■ Quoted passage ■
=====
Complete guide to wood staining

Choose your sand papers

Sand papers are available in different grades. The grade mentioned in the rear of the sand paper refers to the number of sand grit particles per square inch. So, lower the grits, more is the roughness of the sand paper. Ideally, you have to start sanding with a lower grit sand paper and move upwards towards the higher grit papers. In essence, you need to have 4-5 levels of sanding before you can achieve that perfect smooth finish.

I normally use 80, 100, 120, 150 and 220 grit sand papers. Depending on the initial level of smoothness of the surface you need to choose the following :
  • Whether to start with 80, 100 or 120 grit papers and
  • How many levels of sanding is required
Each level of sanding would increase the degree of smoothness and will also reduce the scratches that were a result of the previous sanding level.

How to sand wood
Basics of sanding wood

3 key rules to follow

  • Always sand along the direction of the grains. Never sand across the grain direction.
  • Apply gentle and even pressure as you sand along the surface, Overdoing it might damage the surface.
=====
■ Information provided ■
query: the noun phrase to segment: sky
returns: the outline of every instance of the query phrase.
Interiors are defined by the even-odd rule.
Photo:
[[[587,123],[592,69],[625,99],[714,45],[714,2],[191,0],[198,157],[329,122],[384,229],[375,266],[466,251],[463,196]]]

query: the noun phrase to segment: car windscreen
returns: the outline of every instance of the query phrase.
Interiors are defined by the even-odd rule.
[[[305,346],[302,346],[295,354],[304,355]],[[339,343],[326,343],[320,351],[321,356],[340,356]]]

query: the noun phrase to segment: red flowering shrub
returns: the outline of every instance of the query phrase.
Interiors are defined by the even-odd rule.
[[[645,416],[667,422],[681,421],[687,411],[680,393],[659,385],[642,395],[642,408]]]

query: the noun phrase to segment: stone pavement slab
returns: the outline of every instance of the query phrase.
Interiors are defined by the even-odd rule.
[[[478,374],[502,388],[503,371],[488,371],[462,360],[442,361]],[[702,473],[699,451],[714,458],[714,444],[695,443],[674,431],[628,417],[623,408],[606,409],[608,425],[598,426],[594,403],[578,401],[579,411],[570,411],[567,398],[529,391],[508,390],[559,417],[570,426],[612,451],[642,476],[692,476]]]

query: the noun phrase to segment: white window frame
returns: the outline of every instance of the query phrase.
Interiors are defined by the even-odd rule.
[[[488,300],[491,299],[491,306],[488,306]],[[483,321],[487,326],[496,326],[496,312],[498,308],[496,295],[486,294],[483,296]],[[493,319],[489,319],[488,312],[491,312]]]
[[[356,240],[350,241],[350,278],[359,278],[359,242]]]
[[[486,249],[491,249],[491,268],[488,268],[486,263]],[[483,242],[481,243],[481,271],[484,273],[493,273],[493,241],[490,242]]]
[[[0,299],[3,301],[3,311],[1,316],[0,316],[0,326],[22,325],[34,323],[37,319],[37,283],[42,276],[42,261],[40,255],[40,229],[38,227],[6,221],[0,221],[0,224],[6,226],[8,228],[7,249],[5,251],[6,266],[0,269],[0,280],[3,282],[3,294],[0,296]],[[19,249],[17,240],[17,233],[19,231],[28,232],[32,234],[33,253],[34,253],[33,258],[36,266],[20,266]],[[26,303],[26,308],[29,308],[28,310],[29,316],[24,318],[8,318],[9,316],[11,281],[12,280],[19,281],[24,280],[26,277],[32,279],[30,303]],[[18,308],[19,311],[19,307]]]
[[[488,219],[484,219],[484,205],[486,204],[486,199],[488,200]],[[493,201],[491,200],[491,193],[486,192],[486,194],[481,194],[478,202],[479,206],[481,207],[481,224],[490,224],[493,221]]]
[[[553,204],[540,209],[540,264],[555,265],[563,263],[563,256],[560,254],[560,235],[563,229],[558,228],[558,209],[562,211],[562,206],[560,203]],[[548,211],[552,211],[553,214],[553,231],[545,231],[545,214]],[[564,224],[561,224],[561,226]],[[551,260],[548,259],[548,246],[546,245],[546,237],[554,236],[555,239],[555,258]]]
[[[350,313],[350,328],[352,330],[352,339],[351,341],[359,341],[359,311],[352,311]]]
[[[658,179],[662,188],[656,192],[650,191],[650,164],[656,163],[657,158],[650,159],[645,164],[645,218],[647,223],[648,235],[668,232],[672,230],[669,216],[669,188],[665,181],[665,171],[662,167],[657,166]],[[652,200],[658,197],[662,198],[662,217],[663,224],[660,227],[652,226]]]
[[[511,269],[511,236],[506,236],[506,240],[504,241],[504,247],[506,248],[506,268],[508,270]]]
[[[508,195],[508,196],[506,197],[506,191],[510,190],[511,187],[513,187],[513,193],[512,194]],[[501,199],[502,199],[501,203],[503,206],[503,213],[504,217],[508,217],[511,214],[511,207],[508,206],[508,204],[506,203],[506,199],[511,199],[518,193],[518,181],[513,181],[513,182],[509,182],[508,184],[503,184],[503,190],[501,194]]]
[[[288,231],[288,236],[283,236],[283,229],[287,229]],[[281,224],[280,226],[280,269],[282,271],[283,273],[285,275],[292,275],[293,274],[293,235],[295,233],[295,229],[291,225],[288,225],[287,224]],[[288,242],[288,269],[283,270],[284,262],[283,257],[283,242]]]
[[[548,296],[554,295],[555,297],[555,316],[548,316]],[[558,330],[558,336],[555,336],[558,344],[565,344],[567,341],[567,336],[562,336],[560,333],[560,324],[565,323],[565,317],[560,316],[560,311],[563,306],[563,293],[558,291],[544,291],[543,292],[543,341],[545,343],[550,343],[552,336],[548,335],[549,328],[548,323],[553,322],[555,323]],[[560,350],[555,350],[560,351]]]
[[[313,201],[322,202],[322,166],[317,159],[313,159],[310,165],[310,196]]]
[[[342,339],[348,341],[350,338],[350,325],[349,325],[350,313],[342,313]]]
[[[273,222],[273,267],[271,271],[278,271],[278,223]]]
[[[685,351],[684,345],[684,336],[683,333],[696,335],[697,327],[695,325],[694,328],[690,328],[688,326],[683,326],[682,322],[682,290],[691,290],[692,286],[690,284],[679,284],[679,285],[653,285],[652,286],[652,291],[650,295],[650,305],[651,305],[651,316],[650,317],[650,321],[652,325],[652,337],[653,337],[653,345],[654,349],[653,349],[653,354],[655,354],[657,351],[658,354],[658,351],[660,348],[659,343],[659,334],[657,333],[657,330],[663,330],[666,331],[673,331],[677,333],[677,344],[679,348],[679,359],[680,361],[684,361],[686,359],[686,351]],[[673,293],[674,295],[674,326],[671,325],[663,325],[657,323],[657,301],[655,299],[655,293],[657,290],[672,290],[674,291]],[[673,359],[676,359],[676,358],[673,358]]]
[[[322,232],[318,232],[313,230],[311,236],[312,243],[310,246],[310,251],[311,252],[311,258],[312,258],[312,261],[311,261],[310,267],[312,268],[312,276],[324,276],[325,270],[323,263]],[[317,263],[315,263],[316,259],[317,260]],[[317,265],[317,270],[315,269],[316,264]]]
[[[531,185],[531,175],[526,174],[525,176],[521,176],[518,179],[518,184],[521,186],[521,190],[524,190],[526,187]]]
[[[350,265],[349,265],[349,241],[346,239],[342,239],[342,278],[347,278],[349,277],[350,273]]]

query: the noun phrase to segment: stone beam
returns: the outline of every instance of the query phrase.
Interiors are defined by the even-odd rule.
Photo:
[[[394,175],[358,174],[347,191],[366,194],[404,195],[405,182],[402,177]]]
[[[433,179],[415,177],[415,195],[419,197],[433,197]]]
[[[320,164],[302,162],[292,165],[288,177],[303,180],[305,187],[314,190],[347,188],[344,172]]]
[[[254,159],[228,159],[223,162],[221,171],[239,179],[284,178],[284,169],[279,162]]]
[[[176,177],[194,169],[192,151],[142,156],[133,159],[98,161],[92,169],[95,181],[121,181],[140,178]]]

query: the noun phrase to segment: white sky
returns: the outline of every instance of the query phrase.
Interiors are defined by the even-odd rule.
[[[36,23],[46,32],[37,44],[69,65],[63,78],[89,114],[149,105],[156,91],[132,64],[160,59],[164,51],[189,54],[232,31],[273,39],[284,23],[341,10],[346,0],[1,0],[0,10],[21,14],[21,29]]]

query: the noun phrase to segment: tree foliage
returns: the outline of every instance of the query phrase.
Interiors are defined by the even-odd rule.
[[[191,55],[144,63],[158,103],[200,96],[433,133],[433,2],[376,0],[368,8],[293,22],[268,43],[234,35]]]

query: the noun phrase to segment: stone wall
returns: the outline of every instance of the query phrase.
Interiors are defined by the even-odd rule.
=====
■ Problems to work on ■
[A] In the entries, starting at the line containing "query: the noun phrase to segment: tree" and ending at the last line of the entries, replace "outline" with "contour" and reproduce those lines otherwise unchanged.
[B] Continue the guide to wood staining from its last line.

■ Answers to the problems ■
[A]
query: the noun phrase to segment: tree foliage
returns: the contour of every instance of the query phrase.
Interiors are defined by the even-odd rule.
[[[191,55],[144,63],[158,103],[200,96],[433,133],[433,2],[376,0],[368,8],[293,22],[268,43],[234,35]]]

query: the noun phrase to segment: stone wall
returns: the contour of every instance of the query phrase.
Interiors are defined by the even-odd rule.

[B]
  • Wipe off the leftover dust particles using a rag cloth after every level of sanding.
  • The not-so-key rule is to use a sanding block if required. It will ease the stress on the arms and will help evenly distribute the pressure.
For staining wood, surface preparation and in turn sanding is one of the most critical activities. Any blemish, or scratch on the surface will be distinctly visible making the whole staining process a failure. While it is a really tedious task, it would make sense for you to go through the inconvenience of sanding rather than to repent as you start staining.

Besides sanding, sealing is the other important surface preparation step which we shall look in the next post. Meanwhile, remember to enter your email address below just so you do not miss the rest of the posts.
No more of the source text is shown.